WRITTEN EXERCISE - Starting at the first line of the material and ending at the line that contains "M 167 38 L 167", copy out every line unchanged, including both of those lines.

## start

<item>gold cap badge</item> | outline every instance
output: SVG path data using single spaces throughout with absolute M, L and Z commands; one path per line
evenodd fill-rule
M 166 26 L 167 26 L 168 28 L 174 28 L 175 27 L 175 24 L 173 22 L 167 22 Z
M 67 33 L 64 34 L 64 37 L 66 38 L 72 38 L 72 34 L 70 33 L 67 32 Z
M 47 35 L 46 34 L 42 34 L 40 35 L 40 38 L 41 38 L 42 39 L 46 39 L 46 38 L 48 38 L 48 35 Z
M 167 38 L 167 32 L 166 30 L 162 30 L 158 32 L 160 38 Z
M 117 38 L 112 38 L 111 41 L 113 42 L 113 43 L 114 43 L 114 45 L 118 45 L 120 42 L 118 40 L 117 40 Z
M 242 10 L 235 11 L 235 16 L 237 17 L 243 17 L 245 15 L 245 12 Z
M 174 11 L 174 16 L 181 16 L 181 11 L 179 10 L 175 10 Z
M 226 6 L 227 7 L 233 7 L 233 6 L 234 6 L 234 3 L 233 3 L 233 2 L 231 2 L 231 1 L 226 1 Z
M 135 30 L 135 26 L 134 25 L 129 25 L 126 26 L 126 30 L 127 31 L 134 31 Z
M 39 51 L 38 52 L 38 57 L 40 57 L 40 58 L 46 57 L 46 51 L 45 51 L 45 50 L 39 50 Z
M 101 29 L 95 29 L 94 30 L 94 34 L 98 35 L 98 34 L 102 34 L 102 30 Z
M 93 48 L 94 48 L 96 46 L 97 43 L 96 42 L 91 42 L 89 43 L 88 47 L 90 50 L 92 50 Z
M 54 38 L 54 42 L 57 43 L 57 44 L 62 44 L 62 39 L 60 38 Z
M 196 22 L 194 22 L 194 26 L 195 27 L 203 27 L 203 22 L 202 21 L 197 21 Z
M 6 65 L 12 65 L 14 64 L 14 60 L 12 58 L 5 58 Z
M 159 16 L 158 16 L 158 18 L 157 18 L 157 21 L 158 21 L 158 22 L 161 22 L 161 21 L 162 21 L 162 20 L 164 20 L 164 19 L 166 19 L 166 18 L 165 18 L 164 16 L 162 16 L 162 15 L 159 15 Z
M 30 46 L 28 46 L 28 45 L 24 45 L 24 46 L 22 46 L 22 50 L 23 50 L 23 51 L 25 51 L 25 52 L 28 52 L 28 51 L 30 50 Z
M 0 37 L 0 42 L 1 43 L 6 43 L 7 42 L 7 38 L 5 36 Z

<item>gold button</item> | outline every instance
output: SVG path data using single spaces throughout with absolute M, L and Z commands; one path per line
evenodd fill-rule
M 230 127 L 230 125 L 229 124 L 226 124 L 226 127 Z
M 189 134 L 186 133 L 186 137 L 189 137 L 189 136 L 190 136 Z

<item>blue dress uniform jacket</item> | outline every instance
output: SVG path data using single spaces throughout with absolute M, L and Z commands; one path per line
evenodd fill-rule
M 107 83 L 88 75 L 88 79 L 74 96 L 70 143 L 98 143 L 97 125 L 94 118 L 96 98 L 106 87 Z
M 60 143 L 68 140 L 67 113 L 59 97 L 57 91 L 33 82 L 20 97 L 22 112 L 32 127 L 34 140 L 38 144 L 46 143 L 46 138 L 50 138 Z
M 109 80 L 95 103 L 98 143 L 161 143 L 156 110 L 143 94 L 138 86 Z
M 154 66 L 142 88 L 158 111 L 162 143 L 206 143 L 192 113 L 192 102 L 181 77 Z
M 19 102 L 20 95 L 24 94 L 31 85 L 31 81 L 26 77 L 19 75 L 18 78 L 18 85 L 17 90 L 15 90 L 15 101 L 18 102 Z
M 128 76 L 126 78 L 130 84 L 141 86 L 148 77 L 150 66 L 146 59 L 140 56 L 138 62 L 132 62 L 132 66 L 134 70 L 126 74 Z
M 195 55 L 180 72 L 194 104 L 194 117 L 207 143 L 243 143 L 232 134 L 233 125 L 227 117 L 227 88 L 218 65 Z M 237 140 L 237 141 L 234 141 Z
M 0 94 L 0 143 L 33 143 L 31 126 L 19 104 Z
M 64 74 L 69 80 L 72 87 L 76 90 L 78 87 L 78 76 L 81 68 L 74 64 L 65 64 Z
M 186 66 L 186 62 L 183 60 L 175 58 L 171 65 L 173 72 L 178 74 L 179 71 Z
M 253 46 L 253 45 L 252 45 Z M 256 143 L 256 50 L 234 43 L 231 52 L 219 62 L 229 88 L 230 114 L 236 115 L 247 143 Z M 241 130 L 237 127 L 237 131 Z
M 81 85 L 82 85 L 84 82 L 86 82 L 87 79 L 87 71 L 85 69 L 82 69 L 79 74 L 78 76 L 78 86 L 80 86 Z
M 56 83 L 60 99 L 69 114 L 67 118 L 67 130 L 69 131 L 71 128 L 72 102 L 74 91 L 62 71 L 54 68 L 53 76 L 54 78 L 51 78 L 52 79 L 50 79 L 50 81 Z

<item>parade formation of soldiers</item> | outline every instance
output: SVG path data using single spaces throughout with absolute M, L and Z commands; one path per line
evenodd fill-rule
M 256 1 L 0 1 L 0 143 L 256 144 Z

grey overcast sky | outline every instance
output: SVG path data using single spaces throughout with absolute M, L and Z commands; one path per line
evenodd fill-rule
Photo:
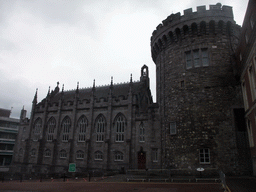
M 30 117 L 38 101 L 55 88 L 65 90 L 127 82 L 148 65 L 153 99 L 155 64 L 150 37 L 172 13 L 197 6 L 233 7 L 242 25 L 248 0 L 0 0 L 0 108 Z

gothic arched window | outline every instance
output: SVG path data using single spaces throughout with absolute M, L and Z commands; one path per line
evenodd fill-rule
M 115 153 L 115 161 L 123 161 L 124 160 L 124 154 L 120 151 L 117 151 Z
M 42 119 L 37 118 L 34 123 L 33 133 L 34 133 L 34 140 L 38 140 L 41 134 L 41 128 L 42 128 Z
M 64 149 L 60 151 L 60 158 L 67 158 L 67 152 Z
M 116 142 L 124 141 L 124 131 L 126 126 L 126 120 L 123 115 L 118 115 L 114 122 L 114 128 L 116 131 Z
M 36 149 L 31 150 L 31 156 L 36 156 Z
M 145 142 L 145 127 L 143 122 L 140 123 L 139 129 L 140 129 L 140 135 L 139 135 L 140 142 Z
M 69 133 L 71 129 L 71 120 L 69 117 L 65 117 L 62 121 L 62 141 L 68 141 L 69 140 Z
M 84 158 L 84 152 L 79 150 L 76 152 L 76 158 L 77 159 L 83 159 Z
M 106 126 L 106 120 L 103 115 L 100 115 L 96 119 L 96 123 L 95 123 L 96 141 L 98 142 L 104 141 L 105 126 Z
M 51 150 L 50 149 L 46 149 L 45 151 L 44 151 L 44 156 L 45 157 L 51 157 Z
M 56 128 L 56 121 L 53 117 L 51 117 L 47 123 L 47 129 L 48 129 L 47 141 L 53 140 L 55 128 Z
M 94 159 L 95 160 L 102 160 L 103 159 L 103 153 L 101 151 L 96 151 L 94 153 Z
M 85 116 L 79 118 L 77 122 L 77 130 L 78 130 L 78 141 L 85 141 L 85 133 L 88 125 L 88 121 Z
M 215 21 L 210 21 L 209 23 L 209 31 L 210 33 L 214 34 L 215 33 Z

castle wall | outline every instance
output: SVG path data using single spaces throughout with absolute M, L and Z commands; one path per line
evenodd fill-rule
M 232 64 L 240 29 L 226 8 L 172 14 L 153 32 L 164 167 L 220 168 L 230 174 L 244 168 L 238 165 L 233 116 L 243 108 Z

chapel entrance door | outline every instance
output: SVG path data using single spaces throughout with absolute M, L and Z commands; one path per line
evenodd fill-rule
M 146 153 L 142 150 L 138 152 L 138 169 L 146 169 Z

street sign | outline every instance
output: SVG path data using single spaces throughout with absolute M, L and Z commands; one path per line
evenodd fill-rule
M 76 164 L 69 163 L 68 172 L 76 172 Z

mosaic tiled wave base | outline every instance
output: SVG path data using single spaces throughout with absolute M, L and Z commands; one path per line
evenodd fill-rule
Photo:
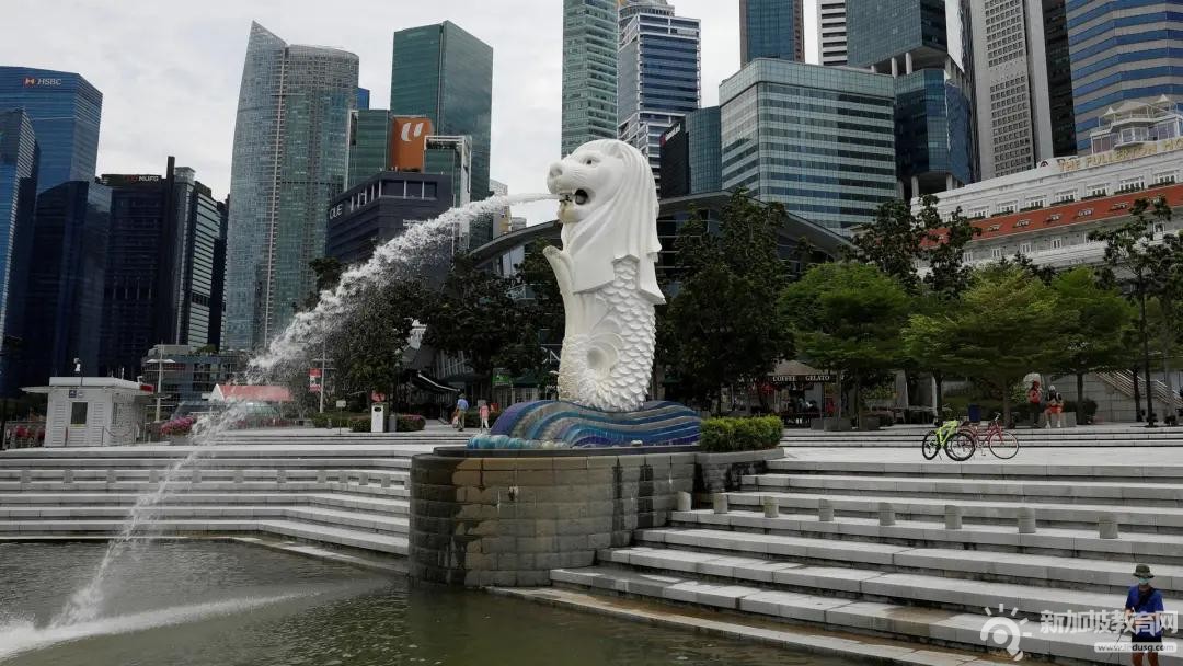
M 694 410 L 677 402 L 646 402 L 635 412 L 601 412 L 574 402 L 538 400 L 506 409 L 489 434 L 468 440 L 468 448 L 686 446 L 698 444 L 702 422 Z

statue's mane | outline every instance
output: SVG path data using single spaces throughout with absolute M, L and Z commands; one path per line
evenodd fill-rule
M 563 250 L 571 256 L 574 291 L 592 291 L 612 283 L 613 263 L 632 257 L 639 263 L 636 287 L 654 303 L 664 303 L 654 271 L 661 241 L 657 187 L 648 161 L 622 141 L 592 141 L 581 149 L 619 159 L 625 173 L 605 205 L 576 224 L 563 225 Z

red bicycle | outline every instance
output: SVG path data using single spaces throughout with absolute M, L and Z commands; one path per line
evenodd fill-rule
M 1019 453 L 1019 438 L 1002 429 L 1002 414 L 995 413 L 994 420 L 985 428 L 967 423 L 962 427 L 962 432 L 968 434 L 980 450 L 989 448 L 990 453 L 1001 460 L 1010 460 Z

## end

ANSWER FOR THIS EXERCISE -
<item>gold cap badge</item> | outline every instance
output: SVG path data using single spaces throughout with absolute M, L and Z commands; one path per line
evenodd fill-rule
M 166 26 L 167 26 L 168 28 L 174 28 L 175 27 L 175 24 L 173 22 L 167 22 Z
M 67 33 L 64 34 L 64 37 L 66 38 L 72 38 L 72 34 L 70 33 L 67 32 Z
M 47 35 L 46 34 L 42 34 L 40 35 L 40 38 L 41 38 L 42 39 L 46 39 L 46 38 L 48 38 L 48 35 Z
M 167 38 L 167 32 L 166 30 L 162 30 L 158 32 L 160 38 Z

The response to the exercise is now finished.